Return only the lines starting at the line that contains "Place one point per instance of the dark" and ending with the final line of the listing; include both endpoints.

(Collected data)
○ ○ ○ ○ ○ ○ ○

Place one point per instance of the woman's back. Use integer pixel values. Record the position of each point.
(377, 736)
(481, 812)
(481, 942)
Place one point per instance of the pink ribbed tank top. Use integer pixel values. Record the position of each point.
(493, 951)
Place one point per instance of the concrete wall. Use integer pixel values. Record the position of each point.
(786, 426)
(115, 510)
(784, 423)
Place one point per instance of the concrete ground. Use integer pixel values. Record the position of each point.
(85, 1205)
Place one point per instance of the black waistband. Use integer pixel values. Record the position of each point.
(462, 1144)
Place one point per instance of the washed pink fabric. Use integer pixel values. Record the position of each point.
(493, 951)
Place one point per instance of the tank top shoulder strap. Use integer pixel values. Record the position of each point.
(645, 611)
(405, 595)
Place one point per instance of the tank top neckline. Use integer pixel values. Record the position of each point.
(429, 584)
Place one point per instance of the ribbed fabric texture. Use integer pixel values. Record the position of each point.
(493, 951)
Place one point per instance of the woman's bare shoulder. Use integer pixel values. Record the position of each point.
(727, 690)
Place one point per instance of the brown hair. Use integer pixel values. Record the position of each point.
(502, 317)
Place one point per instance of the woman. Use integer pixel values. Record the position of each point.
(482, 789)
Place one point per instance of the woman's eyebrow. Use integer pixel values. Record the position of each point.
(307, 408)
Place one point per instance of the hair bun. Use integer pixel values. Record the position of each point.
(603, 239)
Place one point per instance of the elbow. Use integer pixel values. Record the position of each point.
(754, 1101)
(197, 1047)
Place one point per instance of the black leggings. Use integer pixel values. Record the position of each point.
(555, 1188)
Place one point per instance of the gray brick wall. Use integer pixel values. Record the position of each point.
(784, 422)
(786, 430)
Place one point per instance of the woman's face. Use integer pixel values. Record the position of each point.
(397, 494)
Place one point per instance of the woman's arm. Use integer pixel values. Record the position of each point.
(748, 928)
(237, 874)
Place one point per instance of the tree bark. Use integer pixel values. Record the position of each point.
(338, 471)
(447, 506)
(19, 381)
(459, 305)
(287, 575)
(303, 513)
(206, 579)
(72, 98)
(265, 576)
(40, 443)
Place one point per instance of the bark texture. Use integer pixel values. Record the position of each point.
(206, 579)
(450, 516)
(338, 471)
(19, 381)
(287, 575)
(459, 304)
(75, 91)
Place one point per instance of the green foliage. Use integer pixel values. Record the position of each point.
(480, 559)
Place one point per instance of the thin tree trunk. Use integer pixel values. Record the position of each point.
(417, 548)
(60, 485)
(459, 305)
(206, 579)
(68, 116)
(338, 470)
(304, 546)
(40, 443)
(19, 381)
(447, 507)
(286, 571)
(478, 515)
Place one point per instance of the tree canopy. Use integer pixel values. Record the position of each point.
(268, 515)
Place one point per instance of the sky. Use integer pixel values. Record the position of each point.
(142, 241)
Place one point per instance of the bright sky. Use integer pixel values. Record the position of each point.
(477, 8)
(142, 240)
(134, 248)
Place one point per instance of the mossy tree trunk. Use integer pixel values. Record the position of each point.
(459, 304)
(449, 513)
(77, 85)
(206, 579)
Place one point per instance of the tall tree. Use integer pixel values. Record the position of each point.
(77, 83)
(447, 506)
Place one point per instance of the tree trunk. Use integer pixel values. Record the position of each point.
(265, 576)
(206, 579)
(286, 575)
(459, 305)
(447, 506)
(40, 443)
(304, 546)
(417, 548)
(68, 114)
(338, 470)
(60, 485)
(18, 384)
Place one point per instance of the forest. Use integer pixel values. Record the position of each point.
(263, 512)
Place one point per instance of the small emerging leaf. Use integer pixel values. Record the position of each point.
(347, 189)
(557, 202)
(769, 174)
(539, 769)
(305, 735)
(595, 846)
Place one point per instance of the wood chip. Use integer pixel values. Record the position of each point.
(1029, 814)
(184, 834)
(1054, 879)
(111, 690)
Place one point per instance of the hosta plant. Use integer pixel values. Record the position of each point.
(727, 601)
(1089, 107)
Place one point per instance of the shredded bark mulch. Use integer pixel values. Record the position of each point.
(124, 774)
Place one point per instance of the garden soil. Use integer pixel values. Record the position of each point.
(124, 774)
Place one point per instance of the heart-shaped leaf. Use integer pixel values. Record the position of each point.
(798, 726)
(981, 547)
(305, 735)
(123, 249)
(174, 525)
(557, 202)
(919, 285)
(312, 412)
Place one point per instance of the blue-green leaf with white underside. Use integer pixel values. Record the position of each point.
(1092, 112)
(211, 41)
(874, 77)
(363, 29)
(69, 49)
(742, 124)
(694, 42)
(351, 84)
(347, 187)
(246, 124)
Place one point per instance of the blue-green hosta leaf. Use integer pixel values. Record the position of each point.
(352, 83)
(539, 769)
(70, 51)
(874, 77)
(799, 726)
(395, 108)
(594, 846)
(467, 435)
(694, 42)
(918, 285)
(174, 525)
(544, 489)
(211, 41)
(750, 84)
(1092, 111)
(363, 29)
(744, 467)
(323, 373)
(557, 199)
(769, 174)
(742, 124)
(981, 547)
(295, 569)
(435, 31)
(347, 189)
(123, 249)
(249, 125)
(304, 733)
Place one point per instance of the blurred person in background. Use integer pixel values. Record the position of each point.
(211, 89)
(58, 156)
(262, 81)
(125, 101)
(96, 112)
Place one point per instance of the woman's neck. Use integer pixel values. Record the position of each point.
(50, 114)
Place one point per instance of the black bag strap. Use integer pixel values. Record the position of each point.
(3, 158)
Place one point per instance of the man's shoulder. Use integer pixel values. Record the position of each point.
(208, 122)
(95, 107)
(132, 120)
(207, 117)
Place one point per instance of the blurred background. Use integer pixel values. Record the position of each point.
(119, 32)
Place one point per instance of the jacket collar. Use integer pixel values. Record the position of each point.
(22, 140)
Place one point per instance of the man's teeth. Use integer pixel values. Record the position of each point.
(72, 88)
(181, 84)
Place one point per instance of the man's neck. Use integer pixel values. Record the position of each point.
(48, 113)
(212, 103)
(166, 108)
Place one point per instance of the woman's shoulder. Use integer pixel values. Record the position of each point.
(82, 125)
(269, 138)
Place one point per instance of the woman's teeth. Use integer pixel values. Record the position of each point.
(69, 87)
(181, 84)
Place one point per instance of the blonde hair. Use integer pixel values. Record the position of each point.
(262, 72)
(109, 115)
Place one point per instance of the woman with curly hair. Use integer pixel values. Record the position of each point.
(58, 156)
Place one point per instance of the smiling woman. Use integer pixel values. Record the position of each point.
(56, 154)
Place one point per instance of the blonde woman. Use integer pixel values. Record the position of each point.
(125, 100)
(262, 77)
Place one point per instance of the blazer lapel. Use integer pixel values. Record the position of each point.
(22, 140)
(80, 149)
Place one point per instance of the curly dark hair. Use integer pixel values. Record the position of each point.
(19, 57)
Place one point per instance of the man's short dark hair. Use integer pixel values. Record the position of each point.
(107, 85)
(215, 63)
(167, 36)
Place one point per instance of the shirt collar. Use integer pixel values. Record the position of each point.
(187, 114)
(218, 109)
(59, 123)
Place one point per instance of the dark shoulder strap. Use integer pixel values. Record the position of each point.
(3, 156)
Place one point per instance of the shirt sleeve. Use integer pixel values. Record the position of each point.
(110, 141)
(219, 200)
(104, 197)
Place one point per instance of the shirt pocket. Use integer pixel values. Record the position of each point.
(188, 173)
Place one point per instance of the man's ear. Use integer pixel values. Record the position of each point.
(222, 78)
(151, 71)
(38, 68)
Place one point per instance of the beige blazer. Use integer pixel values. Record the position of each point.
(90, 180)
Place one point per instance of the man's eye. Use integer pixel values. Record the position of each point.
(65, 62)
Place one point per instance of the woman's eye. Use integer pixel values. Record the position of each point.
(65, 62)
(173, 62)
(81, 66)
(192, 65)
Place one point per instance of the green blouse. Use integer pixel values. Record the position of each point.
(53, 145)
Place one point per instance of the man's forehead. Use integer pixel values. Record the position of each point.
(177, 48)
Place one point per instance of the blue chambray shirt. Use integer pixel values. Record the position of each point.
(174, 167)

○ ○ ○ ○ ○ ○ ○

▶ **THE OUTPUT**
Place one point per instance of the dark shoulder strap. Use integer pixel values. Record the position of each point.
(3, 156)
Place one point per instance of the shirt sleeve. Use integer pixel values. Record the position of each point.
(110, 141)
(219, 200)
(104, 197)
Place one point per instance of the shirt pocket. Use integer pixel values. Record the position of each point.
(188, 173)
Place one point per instance of the man's ear. Use integer pixel values. Record the position of each point.
(222, 78)
(151, 71)
(38, 68)
Place one point per instance of the beige blazer. Use integer pixel values. Record the position of each point.
(90, 180)
Place one point per instance of the man's eye. Use integer pixel values. Record the position of each point.
(65, 62)
Place one point per instance of the woman's eye. Use integer pixel values. Record the position of each point.
(65, 62)
(173, 62)
(81, 66)
(192, 65)
Place one point per instance of the green blouse. Use integer pixel values. Record the position of each point.
(53, 145)
Place one point per instance of the man's forehead. Use integer pixel values. Record the position of each point.
(177, 48)
Place one point per instance of the blue chambray shirt. Use integer pixel values. Record the position of each point.
(174, 167)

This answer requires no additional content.